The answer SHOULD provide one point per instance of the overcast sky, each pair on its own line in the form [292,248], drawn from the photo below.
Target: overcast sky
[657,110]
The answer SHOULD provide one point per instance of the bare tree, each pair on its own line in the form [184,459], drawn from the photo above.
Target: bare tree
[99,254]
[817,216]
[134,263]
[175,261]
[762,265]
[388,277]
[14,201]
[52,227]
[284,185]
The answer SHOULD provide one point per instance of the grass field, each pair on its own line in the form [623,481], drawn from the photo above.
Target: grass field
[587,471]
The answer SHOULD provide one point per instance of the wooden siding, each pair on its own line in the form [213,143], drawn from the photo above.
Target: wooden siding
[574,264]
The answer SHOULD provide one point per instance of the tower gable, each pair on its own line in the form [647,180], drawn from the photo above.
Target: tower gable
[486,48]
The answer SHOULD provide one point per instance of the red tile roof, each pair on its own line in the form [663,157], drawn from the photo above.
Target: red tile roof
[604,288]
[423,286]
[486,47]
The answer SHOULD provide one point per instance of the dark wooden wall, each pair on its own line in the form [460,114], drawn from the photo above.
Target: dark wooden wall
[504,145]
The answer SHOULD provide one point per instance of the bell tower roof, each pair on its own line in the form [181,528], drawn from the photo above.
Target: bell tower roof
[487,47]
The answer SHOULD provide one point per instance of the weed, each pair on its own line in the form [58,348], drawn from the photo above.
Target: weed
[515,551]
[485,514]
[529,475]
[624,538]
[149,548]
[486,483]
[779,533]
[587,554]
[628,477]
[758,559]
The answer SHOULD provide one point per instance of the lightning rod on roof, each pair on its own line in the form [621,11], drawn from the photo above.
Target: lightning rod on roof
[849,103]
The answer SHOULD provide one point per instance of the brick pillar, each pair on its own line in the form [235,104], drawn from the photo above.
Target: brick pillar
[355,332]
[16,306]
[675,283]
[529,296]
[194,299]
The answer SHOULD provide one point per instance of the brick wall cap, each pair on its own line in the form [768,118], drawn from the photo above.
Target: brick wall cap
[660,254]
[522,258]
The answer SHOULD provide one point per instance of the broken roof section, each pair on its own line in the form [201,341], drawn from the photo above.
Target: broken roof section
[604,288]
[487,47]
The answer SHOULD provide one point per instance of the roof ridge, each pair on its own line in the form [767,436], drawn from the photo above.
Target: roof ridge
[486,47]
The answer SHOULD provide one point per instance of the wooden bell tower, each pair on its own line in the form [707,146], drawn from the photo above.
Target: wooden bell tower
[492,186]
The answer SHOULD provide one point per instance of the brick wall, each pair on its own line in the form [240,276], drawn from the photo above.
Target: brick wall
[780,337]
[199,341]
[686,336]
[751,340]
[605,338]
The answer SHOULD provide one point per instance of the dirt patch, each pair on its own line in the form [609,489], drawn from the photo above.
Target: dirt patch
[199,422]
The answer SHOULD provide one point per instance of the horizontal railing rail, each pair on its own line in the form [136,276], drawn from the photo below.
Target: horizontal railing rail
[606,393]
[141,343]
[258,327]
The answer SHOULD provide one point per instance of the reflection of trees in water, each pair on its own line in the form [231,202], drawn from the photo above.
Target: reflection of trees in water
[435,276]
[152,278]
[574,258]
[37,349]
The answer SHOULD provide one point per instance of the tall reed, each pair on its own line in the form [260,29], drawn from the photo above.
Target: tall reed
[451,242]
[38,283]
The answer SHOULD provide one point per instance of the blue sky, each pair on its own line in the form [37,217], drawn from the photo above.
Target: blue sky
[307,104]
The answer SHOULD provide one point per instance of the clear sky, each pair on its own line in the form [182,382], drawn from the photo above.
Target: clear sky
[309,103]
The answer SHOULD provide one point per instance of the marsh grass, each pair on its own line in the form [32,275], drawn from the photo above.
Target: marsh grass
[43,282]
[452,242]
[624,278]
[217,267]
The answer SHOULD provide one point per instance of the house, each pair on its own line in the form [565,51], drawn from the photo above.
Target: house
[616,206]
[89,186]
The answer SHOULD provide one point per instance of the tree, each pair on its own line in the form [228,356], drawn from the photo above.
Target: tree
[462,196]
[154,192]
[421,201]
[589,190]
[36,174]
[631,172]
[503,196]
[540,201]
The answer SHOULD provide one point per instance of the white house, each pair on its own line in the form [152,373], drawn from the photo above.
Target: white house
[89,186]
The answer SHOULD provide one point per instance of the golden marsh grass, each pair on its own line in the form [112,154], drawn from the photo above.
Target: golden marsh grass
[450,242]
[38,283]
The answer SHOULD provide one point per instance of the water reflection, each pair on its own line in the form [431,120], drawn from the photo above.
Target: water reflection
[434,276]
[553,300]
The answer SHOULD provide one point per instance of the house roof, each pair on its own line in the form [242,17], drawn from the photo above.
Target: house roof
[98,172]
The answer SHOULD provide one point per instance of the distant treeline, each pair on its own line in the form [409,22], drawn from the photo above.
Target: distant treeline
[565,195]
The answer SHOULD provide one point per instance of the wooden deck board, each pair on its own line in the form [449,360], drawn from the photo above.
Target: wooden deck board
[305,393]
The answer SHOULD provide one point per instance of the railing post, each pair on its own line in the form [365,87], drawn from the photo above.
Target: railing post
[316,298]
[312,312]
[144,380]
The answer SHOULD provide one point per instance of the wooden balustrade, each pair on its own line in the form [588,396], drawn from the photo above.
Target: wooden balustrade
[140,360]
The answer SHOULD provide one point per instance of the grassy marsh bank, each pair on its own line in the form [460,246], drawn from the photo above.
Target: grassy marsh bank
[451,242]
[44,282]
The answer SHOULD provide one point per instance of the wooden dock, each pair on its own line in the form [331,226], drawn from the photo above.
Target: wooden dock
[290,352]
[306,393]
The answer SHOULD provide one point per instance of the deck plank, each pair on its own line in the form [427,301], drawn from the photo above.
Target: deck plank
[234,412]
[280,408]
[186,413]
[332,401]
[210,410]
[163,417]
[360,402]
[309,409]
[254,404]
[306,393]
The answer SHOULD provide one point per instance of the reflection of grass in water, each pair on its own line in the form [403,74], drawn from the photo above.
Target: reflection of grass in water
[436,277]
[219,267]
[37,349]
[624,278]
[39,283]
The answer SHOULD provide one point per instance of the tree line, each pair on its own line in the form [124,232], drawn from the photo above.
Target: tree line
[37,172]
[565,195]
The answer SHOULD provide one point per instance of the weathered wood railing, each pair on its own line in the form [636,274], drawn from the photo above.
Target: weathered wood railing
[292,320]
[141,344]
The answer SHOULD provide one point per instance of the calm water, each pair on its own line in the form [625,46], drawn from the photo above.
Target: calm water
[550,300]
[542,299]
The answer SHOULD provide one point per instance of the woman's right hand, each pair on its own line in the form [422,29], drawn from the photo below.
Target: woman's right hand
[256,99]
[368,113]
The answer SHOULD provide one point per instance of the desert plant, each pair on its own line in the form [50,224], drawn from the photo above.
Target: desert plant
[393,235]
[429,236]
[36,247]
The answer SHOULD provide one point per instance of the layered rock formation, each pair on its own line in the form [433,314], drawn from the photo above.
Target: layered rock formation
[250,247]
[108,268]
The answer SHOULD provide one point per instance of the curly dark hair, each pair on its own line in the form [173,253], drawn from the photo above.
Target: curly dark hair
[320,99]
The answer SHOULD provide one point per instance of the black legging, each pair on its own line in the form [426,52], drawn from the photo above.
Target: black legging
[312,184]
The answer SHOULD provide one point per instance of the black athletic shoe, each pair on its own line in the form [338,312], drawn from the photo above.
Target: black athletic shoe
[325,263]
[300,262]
——————
All of the entries must be written out exactly as they stand.

> _COMPLETED EXERCISE_:
The answer SHOULD provide one point per instance of the overcast sky, each pair on its own line in the form [292,248], drawn from the photo below.
Target: overcast sky
[657,110]
The answer SHOULD provide one point per instance of the bare tree, each pair on its own line in the form [184,459], drawn from the photo above.
Target: bare tree
[99,254]
[817,216]
[134,263]
[175,261]
[762,265]
[388,277]
[14,201]
[52,227]
[284,185]
The answer SHOULD provide one point per instance of the grass field, each pair on its own line in the form [623,481], drawn from the photo above.
Target: grass field
[587,471]
The answer SHOULD provide one point per instance of the wooden siding, each pair on its own line in the form [213,143], drawn from the photo above.
Target: wooden siding
[574,264]
The answer SHOULD provide one point per instance of the tower gable, each pair on its own line in the form [647,180], drawn from the photo above.
Target: tower gable
[486,48]
The answer SHOULD provide one point per instance of the red tile roof, each pair on its own line in the form [663,157], drawn from the photo above.
Target: red tile roof
[604,288]
[423,286]
[486,47]
The answer SHOULD provide one point per instance of the dark wooden wall, each pair on its own line in the form [460,114], drawn from the photo above.
Target: dark wooden wall
[504,145]
The answer SHOULD provide one point per instance of the bell tower roof, each pair on its own line in the form [181,528], drawn from the photo above.
Target: bell tower roof
[487,47]
The answer SHOULD provide one point per instance of the weed, each pair on its own line in the form [58,348], drawn from the photo above.
Target: weed
[515,551]
[485,514]
[529,475]
[624,538]
[149,548]
[486,483]
[779,533]
[587,554]
[628,477]
[758,559]
The answer SHOULD provide one point per instance of the lightning rod on roof, each pair on its own line in the form [621,11], drawn from the photo above.
Target: lightning rod on roof
[849,103]
The answer SHOULD provide one point per instance of the brick pillar, each pair on its own line in the form [235,104], drawn from the photo above.
Target: brick pillar
[355,332]
[16,306]
[675,283]
[529,296]
[194,299]
The answer SHOULD provide one point per instance of the brick wall cap, each pair on its own line in the form [768,118], drawn from the photo above.
Target: brick wall cap
[660,254]
[522,258]
The answer SHOULD provide one point per instance of the broken roof section, each pair on its own line in the form [201,341], drawn from the photo above.
Target: broken roof section
[604,288]
[487,47]
The answer SHOULD provide one point per instance of the roof ridge, each pair on its own line in the form [767,436], drawn from the photo above.
Target: roof ridge
[486,47]
The answer SHOULD provide one point per instance of the wooden bell tower, each pair on its own line in the form [707,146], drawn from the photo above.
Target: wooden bell tower
[492,186]
The answer SHOULD provide one point per instance of the brick wall, each pair on its own line in the form [240,276], drawn from the photo above.
Target: brick wall
[780,337]
[199,341]
[686,336]
[751,340]
[605,338]
The answer SHOULD provide one point per instance of the dirt patch, each pair on its own line in the form [609,489], drawn from the photo above.
Target: dirt patch
[199,422]
The answer SHOULD provide one point per instance of the horizontal railing rail, each pair on its own line in the form [136,276], drawn from the photo below.
Target: horizontal railing rail
[606,393]
[141,343]
[258,327]
The answer SHOULD provide one point per instance of the reflection of trees in water, each pair on its own line in the form [231,202], drawn from the photo above.
Target: reflection of trees in water
[435,276]
[152,278]
[574,258]
[37,349]
The answer SHOULD provide one point per instance of the tall reed, each pair on its own line in the form [260,29], drawn from the photo above.
Target: tall reed
[451,242]
[38,283]
The answer SHOULD provide one point per instance of the blue sky, each pair on its own line in the form [37,217], drawn from the photo above.
Target: blue sky
[307,104]
The answer SHOULD provide one point per instance of the clear sky, each pair on its own line in the form [182,382], drawn from the photo above.
Target: clear sky
[309,103]
The answer SHOULD provide one point per instance of the marsh grass, each pair on its own line in the form [32,275], drawn from the photo above.
Target: marsh grass
[43,282]
[452,242]
[624,278]
[217,267]
The answer SHOULD provide one point per instance of the house, each pair on its own line in the form [565,51], drawn from the photo above.
Target: house
[616,206]
[89,186]
The answer SHOULD provide one point per instance of the tree, each pair on its own line in the form [228,356], drawn from the photo above.
Target: tree
[462,196]
[154,192]
[421,201]
[589,190]
[36,174]
[631,172]
[503,196]
[540,201]
The answer SHOULD provide one point per instance of the white house, each pair on its own line in the form [152,373], drawn from the photo above.
Target: white house
[89,186]
The answer SHOULD provide one point per instance of the golden marsh grass, each pair on its own line in the form [112,154], drawn from the photo above.
Target: golden marsh grass
[450,242]
[38,283]
The answer SHOULD provide one point per instance of the water reflection, each pair on its own line in the form [431,120], drawn from the photo above.
Target: water reflection
[434,276]
[553,300]
The answer SHOULD provide one point per instance of the house roof, each pair on its own line in the form [242,17], drawn from the photo above.
Target: house roof
[98,172]
The answer SHOULD provide one point per instance of the distant treeline, each pair on its own line in the form [409,22], drawn from the photo above.
Target: distant treeline
[565,195]
The answer SHOULD provide one point per instance of the wooden deck board, each pair on its own line in the form [449,360], drawn from the photo above.
Target: wooden deck board
[305,393]
The answer SHOULD provide one point per instance of the railing post, each pair on its own line in the form [365,87], drawn from the photo above.
Target: railing post
[316,298]
[312,312]
[144,380]
The answer SHOULD provide one point per instance of the wooden balustrade, each pair on its own line in the form [588,396], drawn from the photo above.
Target: wooden balustrade
[140,360]
The answer SHOULD provide one point per instance of the grassy marsh bank, each pair on its own line in the form [460,246], drawn from the photo above.
Target: grassy marsh bank
[451,242]
[44,282]
The answer SHOULD provide one point per instance of the wooden dock, each pair on its own line in the form [331,226], drawn from the photo above.
Target: wooden dock
[290,352]
[306,393]
The answer SHOULD provide one point per instance of the deck plank, each pair on its own line in the form [427,301], drawn from the photo above.
Target: deck plank
[234,412]
[280,408]
[186,413]
[332,401]
[210,410]
[163,417]
[360,402]
[309,409]
[254,404]
[306,393]
The answer SHOULD provide one point per instance of the reflection of grass in water, each pair on its own line in the form [403,74], drawn from the photo above.
Target: reflection of grass in water
[436,277]
[219,267]
[37,349]
[624,278]
[39,283]
The answer SHOULD provide one point per instance of the tree line, each pair on its own line in the form [124,232], drawn from the photo above.
Target: tree line
[37,172]
[565,195]
The answer SHOULD provide one point per instance of the weathered wood railing, each pair on its own line in the form [636,274], drawn from the photo above.
Target: weathered wood railing
[292,320]
[141,344]
The answer SHOULD provide one point per instance of the calm water, each pair on its own line in the form [625,46], drawn from the photo above.
Target: calm water
[550,300]
[542,299]
The answer SHOULD provide one point per instance of the woman's right hand, each pair on its own line in the form [422,29], drawn from the photo below.
Target: woman's right hand
[256,99]
[368,113]
The answer SHOULD provide one point per instance of the desert plant, each pair on its own line in the form [50,224], drawn from the photo above.
Target: desert plant
[393,235]
[429,236]
[36,247]
The answer SHOULD provide one point per instance of the layered rock formation, each pair on its own line in the form [433,314], drawn from the photo above.
Target: layered rock formation
[250,247]
[108,268]
The answer SHOULD provide one point per instance of the curly dark hair, each pair on its own line in the form [173,253], drawn from the photo above.
Target: curly dark hair
[320,99]
The answer SHOULD provide one point per instance of the black legging, each pair on its own line in the form [426,52], drawn from the photo above.
Target: black legging
[312,184]
The answer SHOULD provide one point per instance of the black athletic shoe, each pair on its own line in the form [338,312], drawn from the photo above.
Target: black athletic shoe
[325,263]
[300,262]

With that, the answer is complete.